• **Task prompt**
Word for word, transcribe the lines below and drop the pictures.

(Image-grounded pointing data)
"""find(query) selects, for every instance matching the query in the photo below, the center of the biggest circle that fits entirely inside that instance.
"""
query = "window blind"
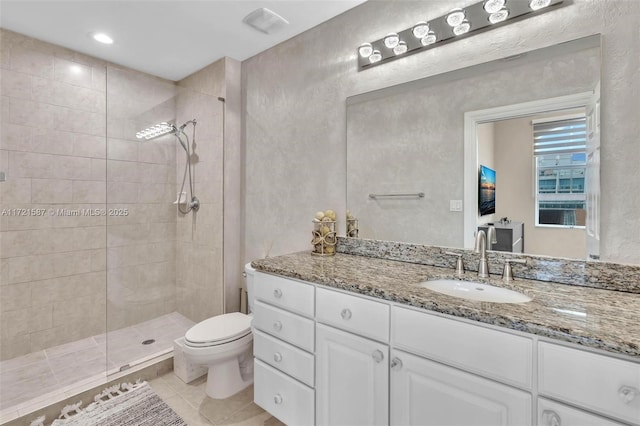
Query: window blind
(560, 137)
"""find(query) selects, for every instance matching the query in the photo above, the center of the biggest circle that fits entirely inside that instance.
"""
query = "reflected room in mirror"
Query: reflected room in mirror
(423, 137)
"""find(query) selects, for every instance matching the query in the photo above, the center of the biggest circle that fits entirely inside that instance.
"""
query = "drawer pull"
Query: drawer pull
(377, 355)
(628, 393)
(551, 418)
(396, 364)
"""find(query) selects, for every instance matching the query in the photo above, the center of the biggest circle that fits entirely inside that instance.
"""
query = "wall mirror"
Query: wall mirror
(413, 150)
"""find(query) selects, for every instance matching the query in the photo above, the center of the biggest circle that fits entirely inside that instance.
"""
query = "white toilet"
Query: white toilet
(224, 344)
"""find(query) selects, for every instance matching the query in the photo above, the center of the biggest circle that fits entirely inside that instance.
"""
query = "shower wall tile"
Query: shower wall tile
(73, 73)
(88, 191)
(14, 296)
(89, 146)
(45, 166)
(33, 268)
(122, 171)
(15, 191)
(51, 191)
(122, 150)
(122, 192)
(16, 84)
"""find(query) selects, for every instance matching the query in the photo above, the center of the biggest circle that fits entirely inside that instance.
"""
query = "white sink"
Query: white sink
(476, 291)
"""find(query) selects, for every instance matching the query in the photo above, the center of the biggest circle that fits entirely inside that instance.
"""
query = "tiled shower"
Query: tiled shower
(95, 258)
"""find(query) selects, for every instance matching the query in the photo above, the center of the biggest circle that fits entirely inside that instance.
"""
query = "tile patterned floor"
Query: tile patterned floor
(36, 375)
(197, 409)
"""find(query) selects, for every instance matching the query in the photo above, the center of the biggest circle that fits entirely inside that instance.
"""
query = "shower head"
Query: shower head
(157, 131)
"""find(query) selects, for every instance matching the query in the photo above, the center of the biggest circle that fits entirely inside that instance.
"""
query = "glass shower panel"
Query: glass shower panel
(52, 230)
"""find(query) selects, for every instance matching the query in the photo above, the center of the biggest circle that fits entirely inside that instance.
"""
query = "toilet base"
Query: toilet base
(224, 379)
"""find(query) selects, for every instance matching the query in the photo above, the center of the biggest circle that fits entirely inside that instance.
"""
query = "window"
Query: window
(560, 154)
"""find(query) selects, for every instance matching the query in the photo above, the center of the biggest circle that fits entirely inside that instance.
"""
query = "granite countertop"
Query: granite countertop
(601, 319)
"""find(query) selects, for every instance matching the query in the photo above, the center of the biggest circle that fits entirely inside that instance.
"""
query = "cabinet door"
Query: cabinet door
(552, 413)
(352, 379)
(426, 393)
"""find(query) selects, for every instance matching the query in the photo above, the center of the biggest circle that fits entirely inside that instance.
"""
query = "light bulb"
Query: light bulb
(391, 40)
(429, 39)
(420, 29)
(499, 16)
(492, 6)
(365, 50)
(455, 17)
(400, 48)
(463, 28)
(539, 4)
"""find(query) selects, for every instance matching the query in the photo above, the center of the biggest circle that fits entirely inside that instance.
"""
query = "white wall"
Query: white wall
(295, 95)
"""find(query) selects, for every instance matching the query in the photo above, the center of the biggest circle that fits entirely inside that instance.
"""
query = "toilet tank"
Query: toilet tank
(249, 271)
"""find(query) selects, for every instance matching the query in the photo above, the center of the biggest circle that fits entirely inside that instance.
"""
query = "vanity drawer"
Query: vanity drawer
(351, 313)
(553, 413)
(283, 397)
(599, 383)
(284, 325)
(294, 296)
(489, 353)
(286, 358)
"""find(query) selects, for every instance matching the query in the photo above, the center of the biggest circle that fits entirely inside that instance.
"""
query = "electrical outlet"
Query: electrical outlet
(455, 205)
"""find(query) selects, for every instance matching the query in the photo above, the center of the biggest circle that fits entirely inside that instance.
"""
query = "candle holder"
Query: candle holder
(324, 238)
(352, 228)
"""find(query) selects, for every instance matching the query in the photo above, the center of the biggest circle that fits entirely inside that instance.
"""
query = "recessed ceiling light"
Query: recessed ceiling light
(102, 38)
(266, 21)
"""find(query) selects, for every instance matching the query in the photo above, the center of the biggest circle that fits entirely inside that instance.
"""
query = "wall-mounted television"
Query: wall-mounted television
(486, 191)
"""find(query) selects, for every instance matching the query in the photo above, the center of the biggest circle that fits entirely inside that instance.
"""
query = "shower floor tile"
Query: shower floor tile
(32, 376)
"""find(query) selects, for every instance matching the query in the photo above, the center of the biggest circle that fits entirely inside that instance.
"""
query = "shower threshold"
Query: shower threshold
(39, 379)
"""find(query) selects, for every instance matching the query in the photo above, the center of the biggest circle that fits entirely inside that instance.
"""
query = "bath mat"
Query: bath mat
(124, 405)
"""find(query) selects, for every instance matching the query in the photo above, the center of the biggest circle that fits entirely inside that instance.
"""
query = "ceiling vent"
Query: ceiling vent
(265, 21)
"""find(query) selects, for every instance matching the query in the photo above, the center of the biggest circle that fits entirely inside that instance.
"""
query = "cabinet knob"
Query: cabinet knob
(551, 418)
(396, 364)
(628, 393)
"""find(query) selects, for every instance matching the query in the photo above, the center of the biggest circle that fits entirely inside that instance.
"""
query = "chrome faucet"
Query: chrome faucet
(482, 241)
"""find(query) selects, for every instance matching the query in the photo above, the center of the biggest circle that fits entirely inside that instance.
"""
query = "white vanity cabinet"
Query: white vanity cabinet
(284, 344)
(352, 386)
(551, 413)
(330, 357)
(427, 393)
(352, 371)
(598, 383)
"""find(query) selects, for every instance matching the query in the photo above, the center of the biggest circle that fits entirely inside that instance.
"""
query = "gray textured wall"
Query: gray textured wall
(295, 95)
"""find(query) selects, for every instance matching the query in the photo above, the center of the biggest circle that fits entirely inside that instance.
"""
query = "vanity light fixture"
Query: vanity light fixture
(400, 48)
(458, 23)
(391, 40)
(499, 16)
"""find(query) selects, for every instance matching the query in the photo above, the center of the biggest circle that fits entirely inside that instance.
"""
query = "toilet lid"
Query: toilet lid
(219, 329)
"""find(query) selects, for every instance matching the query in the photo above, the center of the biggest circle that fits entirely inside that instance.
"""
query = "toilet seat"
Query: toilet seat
(218, 330)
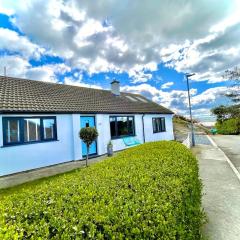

• **Task solution**
"""find(query) selects, for every instance matching the query in the photo below, the center of the biggest circle that fits entirely inside that instance.
"""
query = "window blind"
Query: window blind
(560, 137)
"""find(query) selects, for every instance matching the query in the photo above, the center of the biggest circle that fits entirely inside that instance.
"""
query = "reflected room in mirror"
Query: reflected room in mirror
(423, 137)
"""find(query) selects, for every instance matching the query in the photo above, the center of the biggest circle that fits entirely inside that instance.
"""
query = "drawer pull"
Query: drawer pull
(377, 355)
(628, 393)
(551, 418)
(396, 364)
"""find(query) selects, for every instance matching the query in the photo above, the center of the biggest circle that fits entirely inside that instance.
"""
query = "wall mirror"
Query: wall mirror
(413, 150)
"""find(query) selects, for every instance matching the query in the photo above, the center of the biggest circle that fits entirely inside that instance.
"""
query = "white toilet"
Query: white toilet
(224, 344)
"""find(query) selects, for every instance matching the query in the photo above, the center of the biggest circle that fits entirely inside that instance.
"""
query = "shower wall tile"
Query: shower wall tile
(73, 73)
(88, 191)
(14, 296)
(89, 146)
(45, 166)
(33, 268)
(122, 171)
(15, 191)
(51, 191)
(122, 150)
(122, 192)
(16, 84)
"""find(query) selects, for every instance matching the query in the photo above, the center of the biggest circle that fits entirely inside that instance.
"""
query = "white sink"
Query: white sink
(476, 291)
"""find(query) selects, for every instance matching the query in the photo above, the center of the biggest circle that fits entirely inside that instance.
"""
query = "tiled shower"
Query: tiled shower
(95, 258)
"""find(query) selects, for every instance matching the query in the photo above, the center of the biggest circle that fits entirely inside that instance.
"""
query = "tile patterned floor"
Query: tile patterned floor
(36, 375)
(197, 409)
"""find(query) selects, for every instance matching the query in the photo above, the center of the biggest circle that fits entirely inside that instance.
"""
query = "shower head"
Query: shower head
(157, 131)
"""find(query) selects, for every instance matching the query in the photo above, the center of the biggest circle that fits entirely inside that instance.
"""
query = "glass shower panel"
Query: glass shower panel
(52, 230)
"""find(query) selects, for every instance matching the query in the photo above, the center of the biggest circle that fits entirely inside that instance.
"""
query = "toilet base"
Query: toilet base
(224, 379)
"""find(query) selects, for every instance matching the query in the photo above, the center of the biggest circle that fits entirely inside that instance.
"""
query = "window"
Query: window
(560, 154)
"""find(query) selects, for every instance matching the query in the photo above, the center of the biggest circle that fits entirely inside that instance.
"""
query = "granite countertop"
Query: granite countertop
(601, 319)
"""find(query) selects, for every instance matching the query in the photo above, the center of the biggest circle that fits entirely inside that instance.
"""
query = "cabinet door"
Query: cabinet door
(552, 413)
(352, 379)
(426, 393)
"""find(query) selects, for every instance matching the query in the photo above, the center of the biggest circle that fits entirely inside that instance.
"""
query = "light bulb"
Query: light bulb
(391, 40)
(429, 39)
(420, 29)
(499, 16)
(492, 6)
(365, 50)
(455, 17)
(400, 48)
(463, 28)
(539, 4)
"""find(query) selects, for every instance matching the query in the photo above, the center of the biggest circle that fits entirely inside that instance.
"""
query = "white wall"
Query: white wall
(295, 95)
"""find(query) selects, for every instance matching the query in the photo above, the center of the biggest circle that fits entirely inside that instance.
"""
query = "toilet tank"
Query: toilet tank
(249, 271)
"""find(query) selects, for every instance matching the query in the photo above, the center of the biggest circle that fits entirely inside that instance.
"""
query = "vanity drawer"
Query: vanity drawer
(351, 313)
(553, 413)
(283, 397)
(599, 383)
(284, 325)
(294, 296)
(489, 353)
(286, 358)
"""find(query) selects, for every instance matching the query in the photo above, the center of the biggest circle that fits entirely inside that instance.
"""
query = "electrical outlet"
Query: electrical outlet
(455, 205)
"""find(query) selects, for every instance matching the query in the photo above, the center of the biggest circle that fits entirely inside that instance.
"""
query = "candle holder"
Query: candle holder
(324, 238)
(352, 228)
"""find(query) selects, for every instance matching the query in the photo above, the center of the biggest circle that fits entirely inside that instance.
"""
query = "recessed ceiling light"
Query: recessed ceiling light
(102, 38)
(266, 21)
"""find(query) selects, for every instance matching the query in the photo above, the center of the biggest circle that fits entirely inside that instance.
"""
query = "wall-mounted television"
Query: wall-mounted television
(486, 191)
"""find(query) selects, for every instance matching the query in the photo above, the center of the biggest circle that fits entirely inside that instance.
"""
query = "shower floor tile"
Query: shower floor tile
(32, 376)
"""find(query) selects, for every instance matching the query in the photo above, the center of the biggest circle that fits entirely inside that instance.
"""
query = "shower threshold"
Query: shower threshold
(39, 379)
"""find(query) selects, for every instance matching the query in the photo above, the center of the biggest circle that fits entirely inside that instance.
"""
query = "bath mat"
Query: bath mat
(124, 405)
"""find(query) selects, for every instance matching the query in the photo above, the center of the biggest circle that fits entirely inside that instance.
"""
query = "ceiling vent"
Query: ceiling vent
(265, 21)
"""find(query) selects, for every instance matching the query in the photo above, the center of the biggest circle that fits entirely inside that instance.
"""
query = "cabinet knob"
Query: cabinet knob
(551, 418)
(396, 364)
(628, 393)
"""find(query) selects, for every instance matching the query in the photo above, the center of the biggest circle that fits entirely inside that instance.
"""
query = "chrome faucet"
Query: chrome faucet
(482, 241)
"""find(query) selects, for every instance matching the query in the photo above, the center of the biggest circle that fits entirely inside that instance.
"""
query = "white vanity cabinet"
Query: white vanity cabinet
(284, 344)
(352, 386)
(551, 413)
(330, 357)
(427, 393)
(352, 371)
(598, 383)
"""find(query) selects, for every instance matching the query in the photo above, the center of the biggest circle that fits entirely inside that instance.
"""
query = "gray textured wall"
Query: gray textured wall
(295, 95)
"""find(query) selects, for every instance matching the query in the photo above, the center of the biggest circle that fits entirely inside that instance.
"""
query = "vanity light fixture"
Query: vanity light fixture
(400, 48)
(458, 23)
(391, 40)
(499, 16)
"""find(query) selects, for every instance matching the query in the photo above, the center of the biggest circle that fits entirely inside that instance.
"""
query = "toilet lid"
Query: toilet lid
(219, 329)
"""find(query) selects, for every instance matching the query in the photo above, the center of the biggest circle that fits entirely inside that instance.
"""
query = "toilet seat"
Query: toilet seat
(218, 330)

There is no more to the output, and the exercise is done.